What does it take to make technical operations teams resilient?

Cynthia Unwin
Jun 26, 2021
7 min read

Over the past year of lock downs and home schooling, of changing roles at work and at home, I have spent a lot of time thinking about what people need to be successful; what it takes to teach; and what it takes to learn. I have researched how people develop the independent opinions that empower them to make good decision and how can we empower teams (and children) to cope effectively with unpredictable situations.

Not surprisingly, lots of smart people have asked these questions too. Their answer seems to be - provide people with a scaffolding of base knowledge and give them access to the tools and skills that allow them to build on this knowledge independently. With this as a foundation people have what they need to incorporate new insights into their mental models and use that to build new ways of succeeding.

It strikes me that this applies directly to building resilient operational teams. If we ensure that teams have a framework of proven methods, have the tools to understand how their systems work, and have the skills and knowledge to build on, they become far more able to adapt to unexpected problems and change. Adaptability is what brings resilience to both platforms and the teams that keep them running.

**Supplied material**
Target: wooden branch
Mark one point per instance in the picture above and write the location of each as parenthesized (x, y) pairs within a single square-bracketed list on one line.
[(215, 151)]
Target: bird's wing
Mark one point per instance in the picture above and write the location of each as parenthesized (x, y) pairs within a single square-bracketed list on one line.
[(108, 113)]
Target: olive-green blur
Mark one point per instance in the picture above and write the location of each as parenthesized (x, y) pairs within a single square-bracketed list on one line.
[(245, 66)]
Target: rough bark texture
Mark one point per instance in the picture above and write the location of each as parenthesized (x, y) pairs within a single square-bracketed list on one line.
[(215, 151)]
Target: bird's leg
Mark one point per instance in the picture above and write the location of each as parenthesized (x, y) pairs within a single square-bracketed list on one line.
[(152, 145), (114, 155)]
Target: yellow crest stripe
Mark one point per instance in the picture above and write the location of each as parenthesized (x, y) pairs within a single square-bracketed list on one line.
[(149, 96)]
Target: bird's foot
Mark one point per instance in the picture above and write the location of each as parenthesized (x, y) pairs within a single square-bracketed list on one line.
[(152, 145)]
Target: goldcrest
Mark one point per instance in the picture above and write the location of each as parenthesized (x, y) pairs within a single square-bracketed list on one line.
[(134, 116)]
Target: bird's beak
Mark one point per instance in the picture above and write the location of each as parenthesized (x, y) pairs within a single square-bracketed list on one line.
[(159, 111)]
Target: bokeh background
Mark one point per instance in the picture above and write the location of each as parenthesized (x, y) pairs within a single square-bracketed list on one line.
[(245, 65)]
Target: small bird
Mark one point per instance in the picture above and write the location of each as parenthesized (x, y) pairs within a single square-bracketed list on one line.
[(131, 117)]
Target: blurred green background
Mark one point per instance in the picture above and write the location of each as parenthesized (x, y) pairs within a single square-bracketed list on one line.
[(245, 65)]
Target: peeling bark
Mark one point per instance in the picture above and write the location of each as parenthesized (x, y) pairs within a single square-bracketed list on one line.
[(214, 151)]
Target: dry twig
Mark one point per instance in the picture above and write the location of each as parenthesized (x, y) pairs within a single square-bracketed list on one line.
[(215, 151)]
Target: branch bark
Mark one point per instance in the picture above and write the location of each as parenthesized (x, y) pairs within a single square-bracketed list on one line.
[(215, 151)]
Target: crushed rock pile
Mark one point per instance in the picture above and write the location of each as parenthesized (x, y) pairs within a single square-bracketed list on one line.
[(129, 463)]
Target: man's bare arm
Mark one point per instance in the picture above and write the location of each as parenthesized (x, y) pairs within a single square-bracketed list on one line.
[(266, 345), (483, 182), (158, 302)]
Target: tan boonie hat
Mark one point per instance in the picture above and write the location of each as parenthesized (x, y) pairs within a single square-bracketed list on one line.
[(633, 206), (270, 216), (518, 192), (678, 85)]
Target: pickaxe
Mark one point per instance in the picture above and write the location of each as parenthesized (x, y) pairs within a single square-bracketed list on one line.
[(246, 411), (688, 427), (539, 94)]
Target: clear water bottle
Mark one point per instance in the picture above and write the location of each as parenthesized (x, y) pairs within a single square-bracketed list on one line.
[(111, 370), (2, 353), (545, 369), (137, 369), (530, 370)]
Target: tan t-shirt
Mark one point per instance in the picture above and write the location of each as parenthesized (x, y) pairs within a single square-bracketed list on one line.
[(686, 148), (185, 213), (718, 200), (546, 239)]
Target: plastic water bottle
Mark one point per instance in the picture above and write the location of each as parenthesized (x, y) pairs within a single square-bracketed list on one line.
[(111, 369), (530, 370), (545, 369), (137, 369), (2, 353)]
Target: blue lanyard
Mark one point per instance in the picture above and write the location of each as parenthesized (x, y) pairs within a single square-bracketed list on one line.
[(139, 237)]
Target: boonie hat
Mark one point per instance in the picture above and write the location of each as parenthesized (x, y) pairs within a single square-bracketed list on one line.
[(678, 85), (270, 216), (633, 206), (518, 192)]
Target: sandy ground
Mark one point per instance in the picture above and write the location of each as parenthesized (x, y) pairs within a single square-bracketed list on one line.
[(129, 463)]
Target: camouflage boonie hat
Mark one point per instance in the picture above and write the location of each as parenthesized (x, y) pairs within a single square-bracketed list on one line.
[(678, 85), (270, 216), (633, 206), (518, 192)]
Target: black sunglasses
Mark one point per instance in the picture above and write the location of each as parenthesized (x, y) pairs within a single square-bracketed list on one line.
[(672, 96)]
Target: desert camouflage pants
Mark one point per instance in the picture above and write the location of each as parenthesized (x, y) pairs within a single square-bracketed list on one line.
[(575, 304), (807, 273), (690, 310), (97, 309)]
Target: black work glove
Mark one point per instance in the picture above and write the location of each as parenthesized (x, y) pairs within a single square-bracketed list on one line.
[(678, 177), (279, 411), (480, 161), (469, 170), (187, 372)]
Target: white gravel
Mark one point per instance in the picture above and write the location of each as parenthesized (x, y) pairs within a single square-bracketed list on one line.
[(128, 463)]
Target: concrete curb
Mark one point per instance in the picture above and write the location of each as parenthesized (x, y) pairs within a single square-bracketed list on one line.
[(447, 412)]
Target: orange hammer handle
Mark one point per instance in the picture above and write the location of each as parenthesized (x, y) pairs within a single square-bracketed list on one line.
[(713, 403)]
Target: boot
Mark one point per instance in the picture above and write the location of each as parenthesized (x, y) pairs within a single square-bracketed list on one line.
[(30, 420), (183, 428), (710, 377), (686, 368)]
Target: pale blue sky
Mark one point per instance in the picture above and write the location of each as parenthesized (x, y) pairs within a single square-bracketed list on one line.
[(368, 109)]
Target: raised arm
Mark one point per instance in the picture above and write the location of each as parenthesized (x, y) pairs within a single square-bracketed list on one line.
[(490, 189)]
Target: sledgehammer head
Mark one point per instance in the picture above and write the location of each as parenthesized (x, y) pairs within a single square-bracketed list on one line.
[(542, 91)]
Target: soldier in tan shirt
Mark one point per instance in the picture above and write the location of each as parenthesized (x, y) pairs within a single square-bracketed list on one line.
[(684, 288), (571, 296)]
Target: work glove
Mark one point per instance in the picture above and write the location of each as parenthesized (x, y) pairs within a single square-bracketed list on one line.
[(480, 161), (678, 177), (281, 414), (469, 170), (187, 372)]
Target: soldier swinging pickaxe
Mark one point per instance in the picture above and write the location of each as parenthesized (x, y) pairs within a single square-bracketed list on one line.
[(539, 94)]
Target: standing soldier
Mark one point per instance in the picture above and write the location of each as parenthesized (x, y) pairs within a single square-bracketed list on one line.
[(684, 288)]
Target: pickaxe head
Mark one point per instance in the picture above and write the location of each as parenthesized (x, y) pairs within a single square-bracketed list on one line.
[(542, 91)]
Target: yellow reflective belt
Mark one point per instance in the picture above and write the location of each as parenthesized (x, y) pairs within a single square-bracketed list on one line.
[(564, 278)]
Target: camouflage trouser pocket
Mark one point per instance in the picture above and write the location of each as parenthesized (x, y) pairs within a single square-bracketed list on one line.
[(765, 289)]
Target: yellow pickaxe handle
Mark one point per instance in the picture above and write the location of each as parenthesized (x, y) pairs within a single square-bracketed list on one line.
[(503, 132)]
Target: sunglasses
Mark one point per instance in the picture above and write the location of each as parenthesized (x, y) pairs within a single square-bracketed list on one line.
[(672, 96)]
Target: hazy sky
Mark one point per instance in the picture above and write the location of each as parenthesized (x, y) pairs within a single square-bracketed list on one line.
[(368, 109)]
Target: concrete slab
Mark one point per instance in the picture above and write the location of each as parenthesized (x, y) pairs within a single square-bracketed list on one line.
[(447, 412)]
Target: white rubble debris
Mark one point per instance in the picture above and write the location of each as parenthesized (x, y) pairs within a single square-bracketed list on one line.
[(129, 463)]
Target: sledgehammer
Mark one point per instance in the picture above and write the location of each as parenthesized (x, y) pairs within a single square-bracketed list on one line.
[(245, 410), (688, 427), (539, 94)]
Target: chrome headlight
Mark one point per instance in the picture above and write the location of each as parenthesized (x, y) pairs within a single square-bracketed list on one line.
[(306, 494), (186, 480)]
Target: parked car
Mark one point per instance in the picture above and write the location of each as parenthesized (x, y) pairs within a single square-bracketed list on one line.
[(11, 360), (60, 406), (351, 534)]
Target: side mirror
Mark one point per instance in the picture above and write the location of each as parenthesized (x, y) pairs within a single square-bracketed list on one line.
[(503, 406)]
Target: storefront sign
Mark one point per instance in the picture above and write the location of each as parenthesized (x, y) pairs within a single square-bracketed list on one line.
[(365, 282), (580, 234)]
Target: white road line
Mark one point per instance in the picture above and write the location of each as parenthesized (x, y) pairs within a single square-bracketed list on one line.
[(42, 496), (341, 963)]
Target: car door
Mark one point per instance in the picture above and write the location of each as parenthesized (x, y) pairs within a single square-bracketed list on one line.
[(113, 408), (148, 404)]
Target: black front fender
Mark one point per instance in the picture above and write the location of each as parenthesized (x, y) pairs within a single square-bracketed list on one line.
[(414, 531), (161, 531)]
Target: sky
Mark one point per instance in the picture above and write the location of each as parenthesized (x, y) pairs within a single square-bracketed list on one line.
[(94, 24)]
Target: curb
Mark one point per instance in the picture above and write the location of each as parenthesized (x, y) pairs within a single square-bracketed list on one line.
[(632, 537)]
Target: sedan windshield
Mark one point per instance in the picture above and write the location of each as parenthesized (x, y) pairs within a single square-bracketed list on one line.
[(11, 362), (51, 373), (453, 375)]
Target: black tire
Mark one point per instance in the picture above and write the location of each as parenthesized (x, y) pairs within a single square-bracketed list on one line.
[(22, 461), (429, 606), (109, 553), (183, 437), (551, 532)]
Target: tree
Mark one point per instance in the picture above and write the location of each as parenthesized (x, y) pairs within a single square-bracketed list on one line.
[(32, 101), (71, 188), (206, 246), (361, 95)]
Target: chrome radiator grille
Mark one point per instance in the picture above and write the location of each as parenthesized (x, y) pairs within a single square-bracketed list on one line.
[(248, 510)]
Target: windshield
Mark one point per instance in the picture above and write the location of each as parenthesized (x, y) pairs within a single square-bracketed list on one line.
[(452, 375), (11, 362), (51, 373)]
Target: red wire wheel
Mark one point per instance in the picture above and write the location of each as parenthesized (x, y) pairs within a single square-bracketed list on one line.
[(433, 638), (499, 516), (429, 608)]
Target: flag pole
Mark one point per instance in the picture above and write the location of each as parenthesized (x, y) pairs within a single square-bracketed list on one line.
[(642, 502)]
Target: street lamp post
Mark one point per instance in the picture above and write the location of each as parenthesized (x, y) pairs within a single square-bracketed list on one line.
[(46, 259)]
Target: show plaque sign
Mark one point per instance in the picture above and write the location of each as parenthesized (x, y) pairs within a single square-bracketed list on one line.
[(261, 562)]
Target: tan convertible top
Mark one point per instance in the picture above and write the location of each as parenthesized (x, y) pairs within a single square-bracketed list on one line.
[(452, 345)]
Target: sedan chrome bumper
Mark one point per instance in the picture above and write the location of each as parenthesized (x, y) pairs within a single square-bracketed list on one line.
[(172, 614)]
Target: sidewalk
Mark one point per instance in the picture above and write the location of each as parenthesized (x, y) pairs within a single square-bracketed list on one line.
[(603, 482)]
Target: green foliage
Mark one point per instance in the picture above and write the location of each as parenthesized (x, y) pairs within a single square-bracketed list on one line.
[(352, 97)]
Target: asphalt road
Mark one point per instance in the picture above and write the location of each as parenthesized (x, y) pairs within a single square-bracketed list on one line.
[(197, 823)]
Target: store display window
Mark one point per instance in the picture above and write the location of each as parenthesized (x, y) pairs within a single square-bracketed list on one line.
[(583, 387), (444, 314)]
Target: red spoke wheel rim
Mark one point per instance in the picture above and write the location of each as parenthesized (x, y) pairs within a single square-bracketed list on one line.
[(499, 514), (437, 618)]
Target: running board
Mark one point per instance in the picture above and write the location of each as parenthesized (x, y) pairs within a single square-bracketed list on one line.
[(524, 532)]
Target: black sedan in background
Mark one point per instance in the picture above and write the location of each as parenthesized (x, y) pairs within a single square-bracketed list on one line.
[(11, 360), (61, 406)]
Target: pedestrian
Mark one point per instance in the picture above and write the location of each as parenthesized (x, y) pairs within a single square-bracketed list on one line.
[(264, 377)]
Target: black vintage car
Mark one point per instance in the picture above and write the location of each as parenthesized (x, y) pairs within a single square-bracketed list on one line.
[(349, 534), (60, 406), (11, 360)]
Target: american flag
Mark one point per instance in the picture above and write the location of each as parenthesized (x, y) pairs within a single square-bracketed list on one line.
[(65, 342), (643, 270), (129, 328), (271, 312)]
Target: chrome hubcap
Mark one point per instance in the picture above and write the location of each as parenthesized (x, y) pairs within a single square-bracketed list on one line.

**Required actions**
1) Put the lines of the records, from the one containing "Target: camouflage trouser pocket" through the one containing "[(503, 132)]", both included, into a JSON list with one string per line and no blank lines.
2) Continue the article on building resilient technical operations teams from where it stops.
These records are unrelated to the article.

**Written answers**
1)
[
  "Target: camouflage trouser pocket",
  "Mark one point per instance in the picture above and write the location of each as parenthesized (x, y) pairs within a single square-bracketed list on one line.",
  "[(765, 289)]",
  "Target: yellow pickaxe handle",
  "Mark one point per instance in the picture above and write the location of each as parenthesized (x, y) pairs within a single square-bracketed list on one line.",
  "[(503, 132)]"
]

2)
Strong technical operations teams rarely struggle with problems and events that are expected, they stumble when they are faced with things they didn't expect; they fail to respond well to the black swans. In all reality, we can't plan for everything, there will never be a runbook for every scenario, and there will always be that "new" circumstance that we haven't met before. We can't be ready for every event but we can be ready for "types" of events. We can be prepared for events that interrupt communication, or remove physical components, or make external systems respond strangely, etc. To be truly resilient we need to have the scaffolding already in place to minimise service disruption even when we don't know what has actually happened or have a formal plan for the scenario.

Following this logic, effective technical operations teams need to have deep knowledge of their systems (or systems of systems), they need to have the ability to observe what those systems do (or do not do), and they need to have the required skills to minimise impact. Resilience is about adapting to and coping with unforeseen events, not just responding to failure. It is about recovering and maintaining service when circumstances are not optimal, when the unexpected strikes and when components you count on have gone off the rails.

While every team and every platform need different specific knowledge there are general patterns that hold true across most systems.

Have a process and follow it:

Companies like IBM are big on formal processes and they are for good reason -I know, this is counter-intuitive, imposing structure shouldn't encourage free thinking but it does. Structure and process are tools to free the mind from figuring out what comes next, and they let it get down to the real work of solving problems.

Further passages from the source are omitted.